The Scarman Inquiry, set up in the wake of the rebellion of
black youth against police and state racism in Brixton in
April 1981, has been the cornerstone of government social
policy on race for the past 10 years. The conclusion of that
inquiry, published in the autumn of 1981, was that
`Institutional racism does not exist'. In the police, Scarman
found `racial prejudice... manifest[ing] itself occasionally
in the behaviour of a few officers in the streets'. In society
at large, he found `prejudice', `discrimination' and be dealt
racial disadvantage'. Of these, the first was a matter for
white individuals; the second was to with by equal
opportunities policies; and the last, which sounded like a
disability inherent in black communities, was to be cured by
treating `special ethnic needs and problems'.

When the Scarman Report was published, CARF wrote: `Far from
being the balanced and fair Inquiry portrayed in the media,
the Scarman Report is one of the most conservative reports
[of] recent years ... his wilful failure to acknowledge two
decades of state and police racism in the teeth of the
evidence stands at the centre of the report, informing all its
conclusions and recommendations ... But then, Scarman was
never meant to do anything but deflect the anger and
frustration of blacks against police harassment and state
racism from developing into a full-blown challenge to the
status quo. And in that he has succeeded - temporarily.'

As a result of the report, there has been a burgeoning of
`equal opportunities policies', race `advisers' in every
field, ethnic monitoring and ethnic programmes. Ten years on,
CARF looks back at Scarman, and asks: Was our scepticism
justified? Or have the myriad of race equality and ethnic
programmes helped to reduce or do away with racism in Britain?

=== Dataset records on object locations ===
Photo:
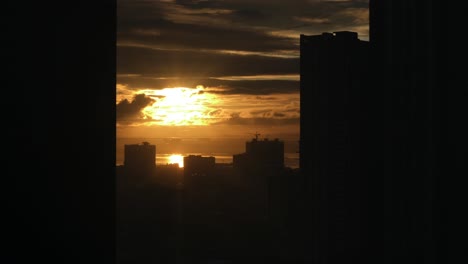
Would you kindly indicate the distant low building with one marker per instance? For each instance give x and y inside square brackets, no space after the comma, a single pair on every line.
[140,158]
[261,154]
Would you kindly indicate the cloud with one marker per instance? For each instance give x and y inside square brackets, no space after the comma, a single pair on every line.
[132,110]
[199,64]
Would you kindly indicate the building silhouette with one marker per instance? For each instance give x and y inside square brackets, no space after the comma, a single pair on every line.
[407,67]
[197,165]
[140,158]
[261,155]
[334,77]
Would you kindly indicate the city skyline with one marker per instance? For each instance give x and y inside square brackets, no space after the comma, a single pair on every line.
[218,69]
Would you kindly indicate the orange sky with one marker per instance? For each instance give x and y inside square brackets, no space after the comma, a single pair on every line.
[218,69]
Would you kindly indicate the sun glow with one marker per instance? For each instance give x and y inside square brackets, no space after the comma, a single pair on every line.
[176,159]
[181,106]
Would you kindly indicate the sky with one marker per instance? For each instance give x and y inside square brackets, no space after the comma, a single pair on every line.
[218,68]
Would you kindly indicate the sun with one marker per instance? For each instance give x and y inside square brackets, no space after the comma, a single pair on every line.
[176,159]
[181,106]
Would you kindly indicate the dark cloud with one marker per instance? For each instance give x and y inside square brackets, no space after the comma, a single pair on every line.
[199,64]
[130,110]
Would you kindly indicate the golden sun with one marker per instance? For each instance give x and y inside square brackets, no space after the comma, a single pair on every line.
[180,106]
[176,159]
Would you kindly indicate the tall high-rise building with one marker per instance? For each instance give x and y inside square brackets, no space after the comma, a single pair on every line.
[407,66]
[334,81]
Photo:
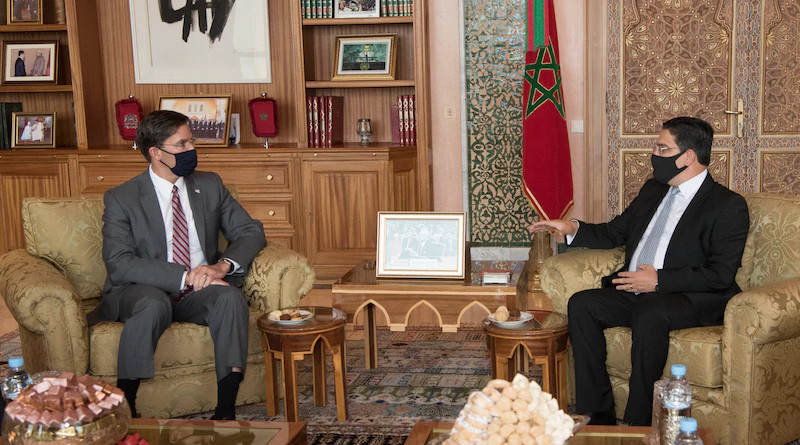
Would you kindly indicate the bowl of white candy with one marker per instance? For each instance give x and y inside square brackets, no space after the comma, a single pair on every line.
[514,413]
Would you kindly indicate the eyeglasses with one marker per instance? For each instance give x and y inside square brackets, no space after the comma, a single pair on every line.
[183,144]
[660,148]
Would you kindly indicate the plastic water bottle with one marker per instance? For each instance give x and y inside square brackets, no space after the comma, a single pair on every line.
[677,404]
[16,380]
[688,435]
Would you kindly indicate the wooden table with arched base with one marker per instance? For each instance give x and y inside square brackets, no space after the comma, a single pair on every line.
[543,339]
[290,342]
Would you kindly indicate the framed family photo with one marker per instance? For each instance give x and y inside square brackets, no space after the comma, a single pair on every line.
[356,8]
[30,62]
[365,57]
[421,245]
[22,12]
[33,130]
[209,116]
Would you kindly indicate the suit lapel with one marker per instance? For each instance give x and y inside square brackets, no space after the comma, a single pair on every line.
[198,211]
[152,213]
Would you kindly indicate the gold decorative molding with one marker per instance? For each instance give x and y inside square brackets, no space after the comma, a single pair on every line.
[779,171]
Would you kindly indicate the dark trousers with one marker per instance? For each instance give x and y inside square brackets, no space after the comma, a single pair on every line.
[650,316]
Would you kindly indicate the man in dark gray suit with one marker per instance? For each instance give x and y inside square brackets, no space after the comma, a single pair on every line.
[160,232]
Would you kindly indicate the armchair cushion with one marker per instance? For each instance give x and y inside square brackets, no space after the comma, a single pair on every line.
[66,232]
[702,347]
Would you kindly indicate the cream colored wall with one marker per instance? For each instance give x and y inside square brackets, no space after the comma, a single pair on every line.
[446,79]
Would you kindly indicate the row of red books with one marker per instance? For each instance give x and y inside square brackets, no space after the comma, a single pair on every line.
[325,120]
[404,127]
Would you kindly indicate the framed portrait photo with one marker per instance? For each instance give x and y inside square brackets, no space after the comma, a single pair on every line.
[356,8]
[366,57]
[33,130]
[421,245]
[209,116]
[21,12]
[30,62]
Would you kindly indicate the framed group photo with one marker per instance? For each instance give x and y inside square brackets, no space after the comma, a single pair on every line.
[421,245]
[22,12]
[30,62]
[365,57]
[33,130]
[356,8]
[209,116]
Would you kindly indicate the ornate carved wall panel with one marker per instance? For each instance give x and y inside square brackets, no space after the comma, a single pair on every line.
[494,33]
[676,60]
[779,172]
[636,170]
[780,91]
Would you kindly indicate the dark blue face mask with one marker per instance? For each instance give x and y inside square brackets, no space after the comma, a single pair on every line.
[185,162]
[664,169]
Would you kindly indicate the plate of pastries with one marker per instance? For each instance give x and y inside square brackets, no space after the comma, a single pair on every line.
[508,319]
[290,316]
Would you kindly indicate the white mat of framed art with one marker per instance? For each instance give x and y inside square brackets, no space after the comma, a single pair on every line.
[420,245]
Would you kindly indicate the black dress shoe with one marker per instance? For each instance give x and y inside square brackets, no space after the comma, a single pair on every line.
[603,418]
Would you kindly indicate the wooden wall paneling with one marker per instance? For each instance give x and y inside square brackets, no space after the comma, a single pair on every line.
[424,140]
[87,73]
[58,102]
[37,176]
[371,103]
[119,79]
[320,45]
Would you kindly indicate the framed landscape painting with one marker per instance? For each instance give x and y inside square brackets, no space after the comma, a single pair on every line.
[366,57]
[209,116]
[421,245]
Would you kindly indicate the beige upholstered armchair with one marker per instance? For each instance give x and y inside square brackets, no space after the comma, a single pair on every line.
[745,375]
[50,286]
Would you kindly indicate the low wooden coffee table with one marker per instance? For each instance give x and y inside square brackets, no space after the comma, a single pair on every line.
[290,342]
[427,432]
[543,339]
[360,290]
[172,431]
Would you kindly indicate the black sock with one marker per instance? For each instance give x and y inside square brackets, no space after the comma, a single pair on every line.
[129,387]
[227,389]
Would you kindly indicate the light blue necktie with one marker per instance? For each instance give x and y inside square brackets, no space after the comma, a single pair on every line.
[648,253]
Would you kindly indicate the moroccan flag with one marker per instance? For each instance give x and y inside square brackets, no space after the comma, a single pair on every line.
[546,169]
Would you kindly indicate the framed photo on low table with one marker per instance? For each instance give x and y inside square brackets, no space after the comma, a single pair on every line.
[421,245]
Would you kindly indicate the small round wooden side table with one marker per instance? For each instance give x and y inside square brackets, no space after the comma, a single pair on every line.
[291,342]
[543,338]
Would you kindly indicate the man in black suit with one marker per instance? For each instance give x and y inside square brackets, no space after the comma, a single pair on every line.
[160,232]
[679,269]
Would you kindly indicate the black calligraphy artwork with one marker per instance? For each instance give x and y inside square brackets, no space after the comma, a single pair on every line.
[220,11]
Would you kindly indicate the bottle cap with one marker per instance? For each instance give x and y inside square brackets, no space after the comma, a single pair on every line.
[688,425]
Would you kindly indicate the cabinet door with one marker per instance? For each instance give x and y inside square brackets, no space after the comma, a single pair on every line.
[342,199]
[22,179]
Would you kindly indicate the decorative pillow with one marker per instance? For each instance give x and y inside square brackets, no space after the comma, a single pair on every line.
[68,233]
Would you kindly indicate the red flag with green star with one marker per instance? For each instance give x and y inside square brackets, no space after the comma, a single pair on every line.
[546,167]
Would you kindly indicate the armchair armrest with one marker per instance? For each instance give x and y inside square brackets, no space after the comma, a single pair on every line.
[53,328]
[565,274]
[278,278]
[760,346]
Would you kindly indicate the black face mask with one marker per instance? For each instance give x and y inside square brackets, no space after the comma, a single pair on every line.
[664,169]
[185,162]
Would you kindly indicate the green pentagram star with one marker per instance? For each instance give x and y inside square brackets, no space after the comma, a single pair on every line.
[532,73]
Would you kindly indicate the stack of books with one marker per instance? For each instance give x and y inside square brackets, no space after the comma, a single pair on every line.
[7,130]
[325,120]
[323,9]
[397,8]
[404,126]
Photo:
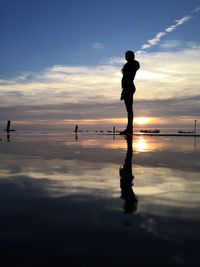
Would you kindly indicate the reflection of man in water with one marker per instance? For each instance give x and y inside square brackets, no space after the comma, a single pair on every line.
[126,181]
[128,88]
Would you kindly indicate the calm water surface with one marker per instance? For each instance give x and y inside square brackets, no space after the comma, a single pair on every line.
[92,200]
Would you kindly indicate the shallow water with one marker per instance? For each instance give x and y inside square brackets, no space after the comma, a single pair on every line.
[93,200]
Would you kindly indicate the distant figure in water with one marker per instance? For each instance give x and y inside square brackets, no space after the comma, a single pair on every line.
[128,88]
[126,180]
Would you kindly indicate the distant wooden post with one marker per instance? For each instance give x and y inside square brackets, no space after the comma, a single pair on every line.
[195,126]
[8,130]
[8,126]
[76,129]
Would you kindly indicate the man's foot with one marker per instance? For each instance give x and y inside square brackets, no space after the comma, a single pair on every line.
[126,132]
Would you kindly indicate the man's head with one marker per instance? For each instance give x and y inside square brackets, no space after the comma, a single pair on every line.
[129,55]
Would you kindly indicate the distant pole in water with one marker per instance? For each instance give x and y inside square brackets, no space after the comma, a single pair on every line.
[8,126]
[76,129]
[8,130]
[195,126]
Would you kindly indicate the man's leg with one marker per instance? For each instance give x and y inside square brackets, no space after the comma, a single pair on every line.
[129,107]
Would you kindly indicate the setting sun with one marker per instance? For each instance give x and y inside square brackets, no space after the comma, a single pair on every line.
[142,120]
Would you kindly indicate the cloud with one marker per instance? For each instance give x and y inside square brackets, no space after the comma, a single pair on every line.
[62,94]
[197,9]
[98,46]
[160,35]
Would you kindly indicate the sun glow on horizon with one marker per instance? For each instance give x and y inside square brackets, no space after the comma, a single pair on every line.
[142,120]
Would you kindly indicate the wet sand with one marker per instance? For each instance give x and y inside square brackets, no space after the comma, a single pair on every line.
[91,200]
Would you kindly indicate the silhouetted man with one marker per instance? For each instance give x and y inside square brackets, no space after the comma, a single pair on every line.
[128,87]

=== To do ===
#1 According to the Scarman passage, when was the inquiry's conclusion published?
#2 Reproduce from the Scarman passage everything from "The Scarman Inquiry, set" down to "needs and problems'.".
Rely only on the Scarman passage for your responses.

=== Solutions to the tasks ===
#1 In the autumn of 1981.

#2
The Scarman Inquiry, set up in the wake of the rebellion of
black youth against police and state racism in Brixton in
April 1981, has been the cornerstone of government social
policy on race for the past 10 years. The conclusion of that
inquiry, published in the autumn of 1981, was that
`Institutional racism does not exist'. In the police, Scarman
found `racial prejudice... manifest[ing] itself occasionally
in the behaviour of a few officers in the streets'. In society
at large, he found `prejudice', `discrimination' and be dealt
racial disadvantage'. Of these, the first was a matter for
white individuals; the second was to with by equal
opportunities policies; and the last, which sounded like a
disability inherent in black communities, was to be cured by
treating `special ethnic needs and problems'.